### Problem statement
Transcribe verbatim the stretch of the entries from the line containing "the form [228,534]." through the end of the entries, and give only those lines.

(Data items)
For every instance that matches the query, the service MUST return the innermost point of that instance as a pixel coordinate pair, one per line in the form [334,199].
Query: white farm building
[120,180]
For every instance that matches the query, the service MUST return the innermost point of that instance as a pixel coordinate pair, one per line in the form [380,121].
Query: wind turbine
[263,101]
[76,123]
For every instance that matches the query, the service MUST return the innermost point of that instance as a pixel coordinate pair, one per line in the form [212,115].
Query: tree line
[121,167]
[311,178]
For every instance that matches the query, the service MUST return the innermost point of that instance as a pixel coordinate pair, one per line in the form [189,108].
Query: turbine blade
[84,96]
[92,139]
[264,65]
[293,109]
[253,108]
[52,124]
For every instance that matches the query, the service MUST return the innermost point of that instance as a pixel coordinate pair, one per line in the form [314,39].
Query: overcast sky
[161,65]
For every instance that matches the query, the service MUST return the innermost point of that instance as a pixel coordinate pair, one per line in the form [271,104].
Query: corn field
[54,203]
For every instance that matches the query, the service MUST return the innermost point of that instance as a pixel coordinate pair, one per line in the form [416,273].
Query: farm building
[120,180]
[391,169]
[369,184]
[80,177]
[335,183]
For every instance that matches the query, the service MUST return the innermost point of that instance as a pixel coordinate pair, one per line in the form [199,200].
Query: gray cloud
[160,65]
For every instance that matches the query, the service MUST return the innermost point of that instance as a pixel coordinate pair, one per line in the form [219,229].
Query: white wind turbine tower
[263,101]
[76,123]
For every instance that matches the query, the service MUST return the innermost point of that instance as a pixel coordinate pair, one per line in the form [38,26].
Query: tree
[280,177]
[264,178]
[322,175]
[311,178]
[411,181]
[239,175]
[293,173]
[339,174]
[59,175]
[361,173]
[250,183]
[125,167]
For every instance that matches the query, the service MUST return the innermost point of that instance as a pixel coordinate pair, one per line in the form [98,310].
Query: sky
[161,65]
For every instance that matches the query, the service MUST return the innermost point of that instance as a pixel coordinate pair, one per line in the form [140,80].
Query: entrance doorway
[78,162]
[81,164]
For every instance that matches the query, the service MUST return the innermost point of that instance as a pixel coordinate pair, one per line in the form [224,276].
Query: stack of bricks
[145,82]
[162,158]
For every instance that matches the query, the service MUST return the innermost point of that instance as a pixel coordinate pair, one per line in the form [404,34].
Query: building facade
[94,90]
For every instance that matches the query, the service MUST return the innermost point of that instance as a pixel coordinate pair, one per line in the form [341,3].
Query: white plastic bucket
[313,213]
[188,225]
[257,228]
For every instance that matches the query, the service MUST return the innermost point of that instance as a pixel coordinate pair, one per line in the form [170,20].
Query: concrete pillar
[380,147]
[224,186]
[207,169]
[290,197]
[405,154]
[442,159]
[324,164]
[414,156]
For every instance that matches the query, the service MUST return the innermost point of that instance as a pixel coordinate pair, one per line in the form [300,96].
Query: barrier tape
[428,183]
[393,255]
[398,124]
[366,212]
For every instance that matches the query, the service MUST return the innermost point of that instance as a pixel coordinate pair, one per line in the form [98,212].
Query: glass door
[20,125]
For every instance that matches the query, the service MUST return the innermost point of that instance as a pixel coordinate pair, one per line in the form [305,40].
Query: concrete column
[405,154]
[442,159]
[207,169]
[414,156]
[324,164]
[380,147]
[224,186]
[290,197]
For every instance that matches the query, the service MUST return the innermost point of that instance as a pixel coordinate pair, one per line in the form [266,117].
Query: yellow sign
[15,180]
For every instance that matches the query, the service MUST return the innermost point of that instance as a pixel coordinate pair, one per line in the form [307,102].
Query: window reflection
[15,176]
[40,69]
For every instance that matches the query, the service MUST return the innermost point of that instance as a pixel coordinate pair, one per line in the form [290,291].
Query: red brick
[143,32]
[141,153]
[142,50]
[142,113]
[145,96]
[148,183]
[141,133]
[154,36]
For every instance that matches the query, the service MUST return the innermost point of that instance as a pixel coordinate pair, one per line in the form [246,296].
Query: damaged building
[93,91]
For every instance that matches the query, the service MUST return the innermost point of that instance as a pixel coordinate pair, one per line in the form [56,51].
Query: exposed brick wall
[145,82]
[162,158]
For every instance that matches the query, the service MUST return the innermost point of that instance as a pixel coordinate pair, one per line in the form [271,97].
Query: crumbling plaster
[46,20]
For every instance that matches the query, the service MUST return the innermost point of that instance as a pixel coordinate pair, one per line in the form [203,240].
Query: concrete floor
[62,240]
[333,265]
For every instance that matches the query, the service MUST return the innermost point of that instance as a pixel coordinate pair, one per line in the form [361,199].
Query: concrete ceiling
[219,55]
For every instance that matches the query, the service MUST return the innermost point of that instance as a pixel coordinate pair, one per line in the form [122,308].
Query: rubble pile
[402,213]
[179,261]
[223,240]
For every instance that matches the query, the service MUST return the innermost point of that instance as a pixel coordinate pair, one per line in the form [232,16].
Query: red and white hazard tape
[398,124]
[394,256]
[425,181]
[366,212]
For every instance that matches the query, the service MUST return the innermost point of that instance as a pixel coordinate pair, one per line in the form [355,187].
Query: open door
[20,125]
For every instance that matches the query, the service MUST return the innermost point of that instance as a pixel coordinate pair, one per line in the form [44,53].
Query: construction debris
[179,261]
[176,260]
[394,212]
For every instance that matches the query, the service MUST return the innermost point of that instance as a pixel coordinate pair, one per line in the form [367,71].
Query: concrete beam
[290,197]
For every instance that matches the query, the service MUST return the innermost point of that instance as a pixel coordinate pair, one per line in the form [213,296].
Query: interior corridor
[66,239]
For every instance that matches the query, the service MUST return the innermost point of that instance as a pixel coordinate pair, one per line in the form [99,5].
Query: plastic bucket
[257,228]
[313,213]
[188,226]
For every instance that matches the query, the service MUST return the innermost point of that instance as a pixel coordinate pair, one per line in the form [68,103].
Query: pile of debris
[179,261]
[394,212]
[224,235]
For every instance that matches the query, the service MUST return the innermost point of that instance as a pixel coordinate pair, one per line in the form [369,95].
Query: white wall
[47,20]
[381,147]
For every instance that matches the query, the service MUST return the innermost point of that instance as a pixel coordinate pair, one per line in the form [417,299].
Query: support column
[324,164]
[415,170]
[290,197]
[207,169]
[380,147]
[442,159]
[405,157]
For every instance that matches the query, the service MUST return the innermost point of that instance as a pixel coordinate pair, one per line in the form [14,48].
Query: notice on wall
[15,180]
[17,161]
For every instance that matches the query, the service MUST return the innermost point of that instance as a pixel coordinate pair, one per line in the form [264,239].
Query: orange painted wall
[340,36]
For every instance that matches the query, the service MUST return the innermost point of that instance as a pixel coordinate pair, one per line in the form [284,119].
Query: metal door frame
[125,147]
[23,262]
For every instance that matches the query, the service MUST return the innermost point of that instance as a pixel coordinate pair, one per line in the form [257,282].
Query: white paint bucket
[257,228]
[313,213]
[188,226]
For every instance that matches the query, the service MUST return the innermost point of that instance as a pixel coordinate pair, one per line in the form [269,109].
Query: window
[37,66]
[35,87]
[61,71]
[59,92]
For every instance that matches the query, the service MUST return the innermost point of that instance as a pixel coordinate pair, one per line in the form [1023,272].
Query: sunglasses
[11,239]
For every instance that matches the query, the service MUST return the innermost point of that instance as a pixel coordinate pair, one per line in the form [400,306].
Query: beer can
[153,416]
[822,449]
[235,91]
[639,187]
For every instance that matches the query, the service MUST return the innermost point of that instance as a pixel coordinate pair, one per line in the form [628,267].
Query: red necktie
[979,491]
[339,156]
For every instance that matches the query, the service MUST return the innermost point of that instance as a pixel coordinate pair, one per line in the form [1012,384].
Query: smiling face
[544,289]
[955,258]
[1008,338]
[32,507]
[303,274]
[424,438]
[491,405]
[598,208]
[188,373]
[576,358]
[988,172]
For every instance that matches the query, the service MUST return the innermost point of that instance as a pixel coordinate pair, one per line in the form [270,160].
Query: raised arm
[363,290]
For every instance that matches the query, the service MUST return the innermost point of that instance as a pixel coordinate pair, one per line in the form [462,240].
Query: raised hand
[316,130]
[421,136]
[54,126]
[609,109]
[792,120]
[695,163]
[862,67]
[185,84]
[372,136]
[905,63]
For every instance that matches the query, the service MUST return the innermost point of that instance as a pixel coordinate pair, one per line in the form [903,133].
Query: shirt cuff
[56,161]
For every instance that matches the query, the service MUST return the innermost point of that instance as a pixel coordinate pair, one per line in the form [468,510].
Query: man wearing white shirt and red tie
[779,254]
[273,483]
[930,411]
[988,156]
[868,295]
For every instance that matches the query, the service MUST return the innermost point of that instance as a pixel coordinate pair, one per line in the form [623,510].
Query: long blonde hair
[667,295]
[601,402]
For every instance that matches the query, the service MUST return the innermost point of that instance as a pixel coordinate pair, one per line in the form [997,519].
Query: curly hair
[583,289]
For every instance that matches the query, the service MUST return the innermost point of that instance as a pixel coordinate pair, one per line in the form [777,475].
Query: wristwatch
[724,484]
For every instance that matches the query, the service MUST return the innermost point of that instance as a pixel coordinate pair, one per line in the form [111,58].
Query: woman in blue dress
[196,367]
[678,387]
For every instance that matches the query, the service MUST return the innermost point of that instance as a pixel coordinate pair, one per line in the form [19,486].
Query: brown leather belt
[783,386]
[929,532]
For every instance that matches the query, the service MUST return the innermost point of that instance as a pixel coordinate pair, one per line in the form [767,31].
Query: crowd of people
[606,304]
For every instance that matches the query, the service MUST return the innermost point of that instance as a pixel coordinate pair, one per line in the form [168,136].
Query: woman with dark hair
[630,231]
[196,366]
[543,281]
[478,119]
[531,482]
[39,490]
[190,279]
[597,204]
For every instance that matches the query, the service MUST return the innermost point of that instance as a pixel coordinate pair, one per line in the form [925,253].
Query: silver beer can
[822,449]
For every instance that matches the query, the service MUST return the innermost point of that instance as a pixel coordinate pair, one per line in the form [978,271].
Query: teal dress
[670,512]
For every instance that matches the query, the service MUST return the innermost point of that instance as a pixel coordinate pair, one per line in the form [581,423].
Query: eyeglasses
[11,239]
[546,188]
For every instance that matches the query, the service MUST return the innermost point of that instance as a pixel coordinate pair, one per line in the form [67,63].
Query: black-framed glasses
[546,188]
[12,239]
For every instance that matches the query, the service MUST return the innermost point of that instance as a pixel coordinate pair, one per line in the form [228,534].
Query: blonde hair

### Task result
For every instance that matches the query, the service MUST return the innermost point of that instance as a pixel coordinate pair, one per line in the form [228,534].
Query: blonde hair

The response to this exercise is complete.